**Brief**
Can you transcribe every one of the records below line for line, without altering a single character?

**Material supplied**
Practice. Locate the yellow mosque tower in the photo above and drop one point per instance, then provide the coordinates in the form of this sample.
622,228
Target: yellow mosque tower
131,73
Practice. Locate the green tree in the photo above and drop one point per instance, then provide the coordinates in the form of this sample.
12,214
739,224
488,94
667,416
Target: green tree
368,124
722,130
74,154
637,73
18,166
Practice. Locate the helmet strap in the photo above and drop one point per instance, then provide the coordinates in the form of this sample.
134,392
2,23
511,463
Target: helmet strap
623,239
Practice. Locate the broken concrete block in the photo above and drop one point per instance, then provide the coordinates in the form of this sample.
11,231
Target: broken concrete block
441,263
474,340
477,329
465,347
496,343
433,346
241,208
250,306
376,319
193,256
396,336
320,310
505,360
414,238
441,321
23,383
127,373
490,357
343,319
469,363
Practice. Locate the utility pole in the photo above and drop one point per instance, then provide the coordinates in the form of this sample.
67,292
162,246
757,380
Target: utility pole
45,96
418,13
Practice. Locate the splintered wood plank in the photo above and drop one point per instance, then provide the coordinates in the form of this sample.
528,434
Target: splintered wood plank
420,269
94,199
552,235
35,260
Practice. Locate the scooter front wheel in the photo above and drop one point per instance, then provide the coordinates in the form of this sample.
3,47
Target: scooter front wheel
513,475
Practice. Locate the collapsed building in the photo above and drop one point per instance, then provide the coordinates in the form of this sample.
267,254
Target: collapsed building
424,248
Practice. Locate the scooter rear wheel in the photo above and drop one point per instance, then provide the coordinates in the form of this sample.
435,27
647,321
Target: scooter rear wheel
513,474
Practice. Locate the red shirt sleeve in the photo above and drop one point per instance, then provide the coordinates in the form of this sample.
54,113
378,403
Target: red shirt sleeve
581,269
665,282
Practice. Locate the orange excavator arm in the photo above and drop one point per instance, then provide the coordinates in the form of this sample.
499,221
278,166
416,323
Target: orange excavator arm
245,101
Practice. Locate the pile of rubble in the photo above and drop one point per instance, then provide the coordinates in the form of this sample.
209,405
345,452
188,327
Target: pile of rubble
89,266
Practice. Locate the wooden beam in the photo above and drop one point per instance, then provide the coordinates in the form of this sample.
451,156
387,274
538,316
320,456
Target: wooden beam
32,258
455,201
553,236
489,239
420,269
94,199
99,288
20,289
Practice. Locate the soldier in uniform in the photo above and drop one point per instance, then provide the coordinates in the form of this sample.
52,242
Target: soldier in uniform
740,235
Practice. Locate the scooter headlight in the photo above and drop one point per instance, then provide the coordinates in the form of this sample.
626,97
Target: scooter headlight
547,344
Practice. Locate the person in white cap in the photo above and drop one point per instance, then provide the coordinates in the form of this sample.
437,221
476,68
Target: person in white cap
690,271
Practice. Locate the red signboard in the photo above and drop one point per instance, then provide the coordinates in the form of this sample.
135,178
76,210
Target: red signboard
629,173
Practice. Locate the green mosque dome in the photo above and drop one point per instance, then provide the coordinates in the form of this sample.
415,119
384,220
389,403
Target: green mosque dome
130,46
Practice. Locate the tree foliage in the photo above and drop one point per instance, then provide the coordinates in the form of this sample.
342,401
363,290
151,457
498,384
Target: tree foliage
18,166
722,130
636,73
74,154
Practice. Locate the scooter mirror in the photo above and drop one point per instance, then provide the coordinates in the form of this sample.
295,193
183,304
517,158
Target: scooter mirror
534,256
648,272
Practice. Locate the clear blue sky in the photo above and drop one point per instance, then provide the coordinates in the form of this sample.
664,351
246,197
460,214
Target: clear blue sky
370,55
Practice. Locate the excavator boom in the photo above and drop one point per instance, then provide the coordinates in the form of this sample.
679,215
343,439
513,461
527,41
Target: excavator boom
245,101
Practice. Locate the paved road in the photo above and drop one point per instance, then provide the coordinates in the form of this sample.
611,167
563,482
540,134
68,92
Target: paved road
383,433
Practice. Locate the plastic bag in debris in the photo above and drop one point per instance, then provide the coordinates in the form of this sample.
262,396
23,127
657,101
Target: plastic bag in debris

**Written answer**
Practice. Locate the yellow mosque tower in the photo above and drop one point per instance, then provide the coordinates in the form of this sample.
622,228
Target: yellow mosque tower
131,73
Practice. Locate the green tree in the photo above and drop one point per instance, then provide the coordinates in the form of this sample.
12,214
739,224
488,94
667,416
Target: green tree
368,124
722,130
74,154
637,73
18,166
Practice. Locate the helmet strap in the photo above and drop one point per instance, then provide the coordinates in the form of this sample.
134,392
2,23
511,463
Target: helmet strap
623,239
Practice. Locate the broken concrete block in the photo above and drop one point per instance, then provide the coordinates in the form of this sample.
11,231
Target: broken concrete block
441,263
474,340
477,329
465,347
496,343
433,346
241,208
250,306
376,319
193,256
396,336
320,310
505,360
414,238
441,321
23,383
127,373
490,357
343,319
469,363
Practice. Locate the utility pole in the photo above and drop one point per instance, then provide the coordinates in the form of this sample.
67,292
162,246
757,380
Target: utility pole
45,96
418,13
Practice. Locate the splintered wood plank in the photo above and drop one point per instance, then provide the coordinates in the form of this sample.
528,434
Target: splintered wood plank
420,269
94,199
552,235
35,260
Practice. Locate the scooter front wheel in the photo above and drop one point per instance, then provide the coordinates in the form of this sample.
3,47
Target: scooter front wheel
513,475
Practice. Locate the collapsed building in the photo above and drop one point per instance, then provide the coordinates in the form of this sample.
267,254
Target: collapsed building
424,248
Practice. Locate the scooter rear wheel in the photo above and drop one point per instance, then provide the coordinates in the form of this sample.
435,27
647,321
Target: scooter rear wheel
513,474
Practice. Locate the red shirt sleeve in the photo above and drop one point per instance, then provide the coordinates in the form of this sample.
54,113
378,403
Target: red shirt sleeve
581,269
665,282
Practice. Locate the orange excavator arm in the photo above and drop one point per instance, then provide the coordinates in the form of this sample.
499,221
278,166
416,323
Target: orange excavator arm
245,101
Practice. Locate the pile of rubble in the photo above and drop one point per instance, then provide the coordinates in the form of this sample.
209,405
345,452
188,327
Target: pile of rubble
89,266
Practice. Locate the wooden beam in the photo above and drop one point per instance, then provide the coordinates in the form of this sample.
451,156
387,274
538,316
320,456
Target: wooden beam
32,258
455,201
553,236
489,239
420,269
94,199
99,288
20,289
Practice. Locate the soldier in uniform in the photo above and drop one point per instance, then provide the coordinates in the form of this sample.
52,242
Target: soldier in uniform
740,235
Practice. Locate the scooter headlight in the photo above and drop one point per instance, then provide the coordinates in the form of this sample.
626,97
Target: scooter headlight
547,344
Practice. Locate the person in white cap in the photo above and drop one point per instance, then provide the coordinates in the form of this sample.
437,221
476,68
Target: person in white cap
690,271
Practice. Locate the red signboard in the photo above and drop one point per instance, then provide the coordinates in the form of this sample.
135,178
76,210
Target: red signboard
629,173
Practice. Locate the green mosque dome in the photo above and drop one point per instance, then provide the coordinates in the form of this sample.
415,119
384,220
389,403
Target: green mosque dome
130,46
Practice. Locate the tree foliage in the photo above and drop one point per instance, then provide the coordinates in the form of this sample.
342,401
363,290
151,457
498,384
Target: tree foliage
18,166
722,130
636,73
74,154
Practice. Locate the scooter mirror in the photo above and drop one point per instance, then provide the coordinates in the form of this sample.
295,193
183,304
517,158
Target: scooter mirror
534,256
648,272
Practice. Locate the clear blue sky in the photo above and drop one point per instance, then provide the coordinates in the form of this sample.
664,351
246,197
460,214
Target: clear blue sky
370,55
Practice. Locate the excavator boom in the photo above and drop one point per instance, then provide the coordinates in the form of this sample.
679,215
343,439
513,461
527,41
Target: excavator boom
245,101
Practice. Locate the paved road in the photo above and drop one point per instance, then provide the coordinates in the form of this sample.
611,167
563,482
540,134
68,92
Target: paved road
383,433
Practice. Locate the plastic bag in debris in the photo above and drop one point per instance, then provide the coordinates in the form of this sample.
262,396
23,127
657,101
Target: plastic bag in debris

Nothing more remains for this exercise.